··· Document extract ···

Highlights & Insights¶
- Attributing "Hallucination" to a Measurable Representational Metric: The collapse of coherence in adjacent Key vectors, supported by both PCA visualization and attention diagnosis, is closer to the root cause than "attention shift."
- First Work to Use Geometric Refinement on KV Cache for Hallucination Suppression: This novel perspective enables cache rewriting via a single tensor multiplication, making it more efficient than most training-free baselines.
- Orthogonal and Stackable: As a plug-in, it can be added to VCD/OPERA/HALC/DAMO/AGLA to achieve additional gains, making it highly suitable for engineering deployment.
- No Sacrifice of General Capability: While many de-hallucination methods degrade performance on primary tasks, DSCR slightly improves image captioning quality.
Limitations & Future Work¶
- It relies on monocular depth estimation models. Although robust to depth noise, the depth prior may fail in scenarios with large untextured areas, reflections, or transparency, which were not explored in depth regarding extreme failure cases.
- Weights are shared across selected layers and all attention heads, lacking layer/head-specific adaptation; since different layers have different semantic granularities, a uniform weight might not be optimal.

··· Data extract ···

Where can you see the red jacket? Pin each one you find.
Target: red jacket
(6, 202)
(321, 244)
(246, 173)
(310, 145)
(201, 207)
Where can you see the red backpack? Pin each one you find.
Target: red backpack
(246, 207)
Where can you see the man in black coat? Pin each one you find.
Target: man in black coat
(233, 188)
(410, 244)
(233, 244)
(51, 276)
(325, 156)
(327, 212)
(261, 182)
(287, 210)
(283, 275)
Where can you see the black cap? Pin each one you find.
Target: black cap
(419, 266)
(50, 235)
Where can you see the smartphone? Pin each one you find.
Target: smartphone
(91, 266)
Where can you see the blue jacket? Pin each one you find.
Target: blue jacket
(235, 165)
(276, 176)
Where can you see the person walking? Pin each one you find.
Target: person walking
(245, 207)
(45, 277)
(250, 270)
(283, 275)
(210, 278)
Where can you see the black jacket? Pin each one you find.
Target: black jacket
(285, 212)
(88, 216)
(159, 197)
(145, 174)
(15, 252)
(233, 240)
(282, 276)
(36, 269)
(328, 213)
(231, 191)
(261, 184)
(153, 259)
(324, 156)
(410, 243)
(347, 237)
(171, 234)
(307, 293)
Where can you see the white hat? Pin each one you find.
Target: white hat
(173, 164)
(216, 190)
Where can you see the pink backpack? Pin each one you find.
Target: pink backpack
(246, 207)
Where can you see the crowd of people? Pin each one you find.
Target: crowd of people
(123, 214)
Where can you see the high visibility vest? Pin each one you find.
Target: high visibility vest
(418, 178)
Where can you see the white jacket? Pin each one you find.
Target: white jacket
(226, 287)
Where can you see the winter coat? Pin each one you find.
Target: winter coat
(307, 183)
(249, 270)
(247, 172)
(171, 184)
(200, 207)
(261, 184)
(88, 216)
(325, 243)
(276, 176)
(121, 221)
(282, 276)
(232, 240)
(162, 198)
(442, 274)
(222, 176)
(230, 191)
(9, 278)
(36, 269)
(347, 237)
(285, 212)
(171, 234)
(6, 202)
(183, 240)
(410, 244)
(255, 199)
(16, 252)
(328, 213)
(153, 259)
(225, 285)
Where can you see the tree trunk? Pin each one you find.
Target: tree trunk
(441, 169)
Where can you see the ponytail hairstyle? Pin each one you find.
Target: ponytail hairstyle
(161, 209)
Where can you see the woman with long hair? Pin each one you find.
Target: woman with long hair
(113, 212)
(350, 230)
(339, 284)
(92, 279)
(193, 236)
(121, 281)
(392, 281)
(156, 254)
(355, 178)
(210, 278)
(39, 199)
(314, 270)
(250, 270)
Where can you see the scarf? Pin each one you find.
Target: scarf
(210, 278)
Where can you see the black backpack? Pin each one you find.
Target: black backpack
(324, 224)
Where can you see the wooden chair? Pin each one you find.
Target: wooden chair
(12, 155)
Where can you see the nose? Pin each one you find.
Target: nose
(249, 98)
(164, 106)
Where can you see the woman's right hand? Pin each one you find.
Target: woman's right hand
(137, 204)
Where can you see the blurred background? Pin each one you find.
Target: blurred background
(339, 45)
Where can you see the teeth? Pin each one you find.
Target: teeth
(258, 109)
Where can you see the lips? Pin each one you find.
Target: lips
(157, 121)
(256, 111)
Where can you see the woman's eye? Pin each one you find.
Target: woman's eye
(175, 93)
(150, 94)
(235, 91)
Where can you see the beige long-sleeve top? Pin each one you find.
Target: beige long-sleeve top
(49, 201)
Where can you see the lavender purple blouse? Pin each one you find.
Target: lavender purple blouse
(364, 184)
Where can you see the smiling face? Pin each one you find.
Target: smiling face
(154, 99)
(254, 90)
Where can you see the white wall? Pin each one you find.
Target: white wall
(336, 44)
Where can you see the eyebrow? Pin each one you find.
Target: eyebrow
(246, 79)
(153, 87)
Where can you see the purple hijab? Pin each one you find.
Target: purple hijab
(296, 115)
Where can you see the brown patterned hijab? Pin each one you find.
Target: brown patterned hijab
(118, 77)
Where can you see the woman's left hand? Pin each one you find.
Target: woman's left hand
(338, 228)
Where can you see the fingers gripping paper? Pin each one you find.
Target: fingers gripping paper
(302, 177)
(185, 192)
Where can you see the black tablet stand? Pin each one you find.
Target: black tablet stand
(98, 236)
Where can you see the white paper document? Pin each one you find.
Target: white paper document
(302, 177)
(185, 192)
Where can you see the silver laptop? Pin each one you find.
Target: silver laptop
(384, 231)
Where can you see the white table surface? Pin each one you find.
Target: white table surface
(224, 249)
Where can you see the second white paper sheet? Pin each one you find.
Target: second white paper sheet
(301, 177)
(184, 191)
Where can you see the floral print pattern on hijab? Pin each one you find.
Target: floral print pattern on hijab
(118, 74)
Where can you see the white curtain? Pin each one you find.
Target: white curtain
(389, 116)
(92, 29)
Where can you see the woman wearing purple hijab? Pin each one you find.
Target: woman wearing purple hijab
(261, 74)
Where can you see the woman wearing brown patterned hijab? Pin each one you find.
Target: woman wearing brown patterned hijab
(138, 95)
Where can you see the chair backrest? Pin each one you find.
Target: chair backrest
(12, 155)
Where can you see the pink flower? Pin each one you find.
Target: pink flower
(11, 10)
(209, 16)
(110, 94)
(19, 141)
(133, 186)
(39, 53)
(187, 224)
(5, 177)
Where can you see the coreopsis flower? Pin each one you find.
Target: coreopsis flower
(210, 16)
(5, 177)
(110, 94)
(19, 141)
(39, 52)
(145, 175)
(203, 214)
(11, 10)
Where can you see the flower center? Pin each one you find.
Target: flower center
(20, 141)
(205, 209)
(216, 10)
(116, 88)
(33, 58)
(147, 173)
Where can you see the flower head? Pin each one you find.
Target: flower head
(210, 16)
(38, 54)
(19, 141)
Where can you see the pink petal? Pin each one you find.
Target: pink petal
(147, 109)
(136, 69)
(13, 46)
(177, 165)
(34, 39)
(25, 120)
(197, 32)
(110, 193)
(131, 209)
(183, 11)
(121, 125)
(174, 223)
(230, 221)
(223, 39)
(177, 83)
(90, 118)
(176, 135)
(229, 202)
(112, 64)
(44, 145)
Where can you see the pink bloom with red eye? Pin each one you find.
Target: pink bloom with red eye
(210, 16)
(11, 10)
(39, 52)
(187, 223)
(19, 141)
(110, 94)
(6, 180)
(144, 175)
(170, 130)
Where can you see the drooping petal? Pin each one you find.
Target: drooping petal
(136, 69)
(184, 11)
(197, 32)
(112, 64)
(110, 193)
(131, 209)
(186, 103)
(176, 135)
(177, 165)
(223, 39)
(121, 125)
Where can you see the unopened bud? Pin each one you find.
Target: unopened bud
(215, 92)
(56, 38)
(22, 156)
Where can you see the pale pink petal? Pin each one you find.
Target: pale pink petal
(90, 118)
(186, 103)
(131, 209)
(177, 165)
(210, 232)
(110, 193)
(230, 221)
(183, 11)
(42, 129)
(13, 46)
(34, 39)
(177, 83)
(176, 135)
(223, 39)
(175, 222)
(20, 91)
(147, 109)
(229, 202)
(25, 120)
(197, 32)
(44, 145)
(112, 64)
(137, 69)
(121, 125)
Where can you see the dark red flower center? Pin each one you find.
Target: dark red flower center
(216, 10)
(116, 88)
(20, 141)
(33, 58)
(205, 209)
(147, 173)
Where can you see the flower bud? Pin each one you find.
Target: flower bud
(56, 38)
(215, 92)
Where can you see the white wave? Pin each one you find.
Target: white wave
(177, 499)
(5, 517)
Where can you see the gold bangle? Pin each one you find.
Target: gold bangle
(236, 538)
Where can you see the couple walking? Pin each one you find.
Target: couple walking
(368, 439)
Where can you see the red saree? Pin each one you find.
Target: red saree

···

About this task
Continue the DSCR summary from its last bullet point onward. The data is separate material and has nothing to do with the DSCR summary.

Answer to this exercise
- The Gaussian kernel proximity is an isotropic geometric assumption; the "same-object" assumption based on depth and planar proximity might be weaker for objects like long thin structures or rods.
- Evaluation is primarily focused on LLaVA/Qwen families; the effectiveness for larger-scale or purely generative long-text hallucination suppression remains to be verified.
Related Work & Insights¶
- Training-free Inference-time De-hallucination: VCD (Contrastive Decoding), OPERA, HALC, DAMO, AGLA (Global+Local Attention Assembly)—DSCR is orthogonal and stackable with these.
- Geometric/Depth Guided Attention: Locality priors from LocalViT/SATA and DFormerv2's integration of depth geometry into ViT inspired the use of "depth as a boundary prior." Graph signal processing theory via Graph Laplacian smoothing provides a theoretical basis for cache rewriting.
- Insight: Attributing failure to the collapse of a measurable internal representational property \(\rightarrow\) repairing it directly at the cache level using inexpensive external priors (depth/coordinates). This "Diagnosis—Geometric Injection—Training-free Repair" paradigm could be transferred to broader visual grounding issues like spatial reasoning, counting, and occlusion understanding.
Rating¶
- Novelty: ⭐⭐⭐⭐⭐ Attributing hallucination to KV-coherence and being the first to refine KV cache via depth + spatial geometry is a highly novel perspective.
- Experimental Thoroughness: ⭐⭐⭐⭐ Comprehensive coverage across five benchmarks + depth mini-benchmark + ablations on efficiency/depth models/hyperparameters; multi-model validation is slightly biased towards the LLaVA family.
- Writing Quality: ⭐⭐⭐⭐ Logical flow from PCA observation to the method and theoretical explanation (Graph Laplacian), with clear illustrations.
- Value: ⭐⭐⭐⭐⭐ High deployment value due to being training-free, plug-and-play, stackable, efficient, and preserving general capabilities.